**Written request**
Pick out every line below that contains the word "wearing" and copy each one in full.

**Supplied records**
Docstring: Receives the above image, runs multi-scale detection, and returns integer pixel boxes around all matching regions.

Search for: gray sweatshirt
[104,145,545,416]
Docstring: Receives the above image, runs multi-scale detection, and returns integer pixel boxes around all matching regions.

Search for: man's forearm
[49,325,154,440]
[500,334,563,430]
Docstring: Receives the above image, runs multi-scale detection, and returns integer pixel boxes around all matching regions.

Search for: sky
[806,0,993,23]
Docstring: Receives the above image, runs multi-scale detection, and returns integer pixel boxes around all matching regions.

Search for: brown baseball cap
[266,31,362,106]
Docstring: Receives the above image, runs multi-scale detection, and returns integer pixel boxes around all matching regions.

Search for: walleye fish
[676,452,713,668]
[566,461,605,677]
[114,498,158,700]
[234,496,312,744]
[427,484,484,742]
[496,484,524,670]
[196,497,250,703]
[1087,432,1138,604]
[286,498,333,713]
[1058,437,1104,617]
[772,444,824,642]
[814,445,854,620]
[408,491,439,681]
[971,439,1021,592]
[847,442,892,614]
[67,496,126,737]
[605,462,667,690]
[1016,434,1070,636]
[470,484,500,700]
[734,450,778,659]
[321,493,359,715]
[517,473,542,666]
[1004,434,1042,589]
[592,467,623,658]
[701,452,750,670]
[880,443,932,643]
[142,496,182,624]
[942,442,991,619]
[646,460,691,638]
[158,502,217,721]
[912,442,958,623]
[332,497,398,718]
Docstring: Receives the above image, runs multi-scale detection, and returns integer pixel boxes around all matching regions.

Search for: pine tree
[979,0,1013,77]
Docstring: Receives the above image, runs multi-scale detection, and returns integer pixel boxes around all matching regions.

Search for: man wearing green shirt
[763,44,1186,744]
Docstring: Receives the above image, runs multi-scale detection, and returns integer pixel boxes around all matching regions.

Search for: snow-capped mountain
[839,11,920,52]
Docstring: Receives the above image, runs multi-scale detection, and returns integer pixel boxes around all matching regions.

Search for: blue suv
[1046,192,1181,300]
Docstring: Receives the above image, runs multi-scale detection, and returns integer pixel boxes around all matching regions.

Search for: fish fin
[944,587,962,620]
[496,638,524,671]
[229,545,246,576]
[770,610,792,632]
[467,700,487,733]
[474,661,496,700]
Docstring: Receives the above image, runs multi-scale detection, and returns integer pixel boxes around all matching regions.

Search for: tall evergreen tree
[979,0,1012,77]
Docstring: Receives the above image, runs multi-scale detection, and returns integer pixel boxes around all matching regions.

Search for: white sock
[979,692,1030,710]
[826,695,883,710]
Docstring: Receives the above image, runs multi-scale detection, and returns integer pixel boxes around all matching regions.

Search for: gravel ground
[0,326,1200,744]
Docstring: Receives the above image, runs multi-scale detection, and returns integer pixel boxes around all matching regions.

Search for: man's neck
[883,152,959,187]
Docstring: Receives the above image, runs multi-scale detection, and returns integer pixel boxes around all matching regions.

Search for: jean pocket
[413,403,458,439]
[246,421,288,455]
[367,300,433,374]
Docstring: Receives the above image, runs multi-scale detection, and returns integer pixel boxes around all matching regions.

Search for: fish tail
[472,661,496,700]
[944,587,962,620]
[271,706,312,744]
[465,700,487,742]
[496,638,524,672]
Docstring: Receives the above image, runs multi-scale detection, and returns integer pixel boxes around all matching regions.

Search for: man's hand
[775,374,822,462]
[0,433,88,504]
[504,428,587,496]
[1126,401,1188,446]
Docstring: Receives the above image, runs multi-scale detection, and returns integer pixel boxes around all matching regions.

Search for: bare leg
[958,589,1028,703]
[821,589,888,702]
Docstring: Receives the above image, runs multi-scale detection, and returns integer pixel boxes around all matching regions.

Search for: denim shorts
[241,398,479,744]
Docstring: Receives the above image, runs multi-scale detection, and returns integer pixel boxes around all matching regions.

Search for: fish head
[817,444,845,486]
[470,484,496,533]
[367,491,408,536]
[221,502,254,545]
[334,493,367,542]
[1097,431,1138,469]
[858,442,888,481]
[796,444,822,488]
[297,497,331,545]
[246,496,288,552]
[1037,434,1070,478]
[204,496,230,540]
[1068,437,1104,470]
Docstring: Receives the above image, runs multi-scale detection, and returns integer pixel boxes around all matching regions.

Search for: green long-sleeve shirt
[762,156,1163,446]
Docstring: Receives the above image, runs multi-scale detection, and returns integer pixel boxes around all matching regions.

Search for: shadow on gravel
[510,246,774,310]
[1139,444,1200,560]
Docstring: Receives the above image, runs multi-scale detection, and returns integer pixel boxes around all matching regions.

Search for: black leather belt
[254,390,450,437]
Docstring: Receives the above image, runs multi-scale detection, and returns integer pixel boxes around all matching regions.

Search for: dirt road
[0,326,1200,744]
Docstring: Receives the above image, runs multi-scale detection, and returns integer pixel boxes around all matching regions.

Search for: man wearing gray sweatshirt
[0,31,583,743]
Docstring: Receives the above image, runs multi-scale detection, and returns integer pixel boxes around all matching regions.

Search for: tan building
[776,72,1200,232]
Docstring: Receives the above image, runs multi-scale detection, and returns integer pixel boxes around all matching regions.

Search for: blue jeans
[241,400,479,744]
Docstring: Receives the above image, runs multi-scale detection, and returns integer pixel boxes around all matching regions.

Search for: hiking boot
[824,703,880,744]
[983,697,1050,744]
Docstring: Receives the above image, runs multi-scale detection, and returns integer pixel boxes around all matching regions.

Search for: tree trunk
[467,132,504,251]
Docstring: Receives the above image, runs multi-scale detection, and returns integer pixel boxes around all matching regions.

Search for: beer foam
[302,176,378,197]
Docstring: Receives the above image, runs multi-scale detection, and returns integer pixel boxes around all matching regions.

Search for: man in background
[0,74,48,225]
---
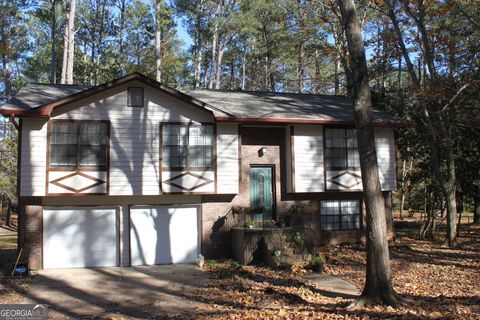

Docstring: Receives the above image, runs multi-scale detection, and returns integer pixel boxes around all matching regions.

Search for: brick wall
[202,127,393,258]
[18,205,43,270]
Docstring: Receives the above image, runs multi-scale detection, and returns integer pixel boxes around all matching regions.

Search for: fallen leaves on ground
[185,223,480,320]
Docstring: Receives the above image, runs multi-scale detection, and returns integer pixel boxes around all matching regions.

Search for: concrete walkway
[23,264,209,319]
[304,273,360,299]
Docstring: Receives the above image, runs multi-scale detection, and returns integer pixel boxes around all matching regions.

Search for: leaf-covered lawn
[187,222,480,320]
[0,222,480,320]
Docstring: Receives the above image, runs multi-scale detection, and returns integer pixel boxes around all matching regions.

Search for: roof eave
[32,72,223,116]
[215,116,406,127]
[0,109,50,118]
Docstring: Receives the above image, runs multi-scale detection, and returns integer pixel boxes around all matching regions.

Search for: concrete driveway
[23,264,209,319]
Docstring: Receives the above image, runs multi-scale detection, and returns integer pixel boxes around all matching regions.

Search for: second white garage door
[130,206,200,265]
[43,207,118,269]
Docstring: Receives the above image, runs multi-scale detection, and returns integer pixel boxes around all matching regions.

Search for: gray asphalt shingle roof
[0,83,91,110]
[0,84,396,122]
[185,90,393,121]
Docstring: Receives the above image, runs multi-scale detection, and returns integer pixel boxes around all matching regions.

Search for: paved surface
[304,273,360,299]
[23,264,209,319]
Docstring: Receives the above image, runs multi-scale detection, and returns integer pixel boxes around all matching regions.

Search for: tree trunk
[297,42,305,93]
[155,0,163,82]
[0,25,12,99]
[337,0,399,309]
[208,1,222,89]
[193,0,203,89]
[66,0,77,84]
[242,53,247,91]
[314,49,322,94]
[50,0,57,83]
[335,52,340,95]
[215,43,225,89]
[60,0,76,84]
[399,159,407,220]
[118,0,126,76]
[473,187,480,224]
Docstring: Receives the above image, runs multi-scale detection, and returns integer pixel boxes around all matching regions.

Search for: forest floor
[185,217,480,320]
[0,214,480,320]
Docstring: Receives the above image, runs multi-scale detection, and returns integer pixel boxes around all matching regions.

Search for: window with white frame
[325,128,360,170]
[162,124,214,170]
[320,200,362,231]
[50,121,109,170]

**Solution for this task**
Search for: man wearing green shirt
Search for: man wearing gray sweatshirt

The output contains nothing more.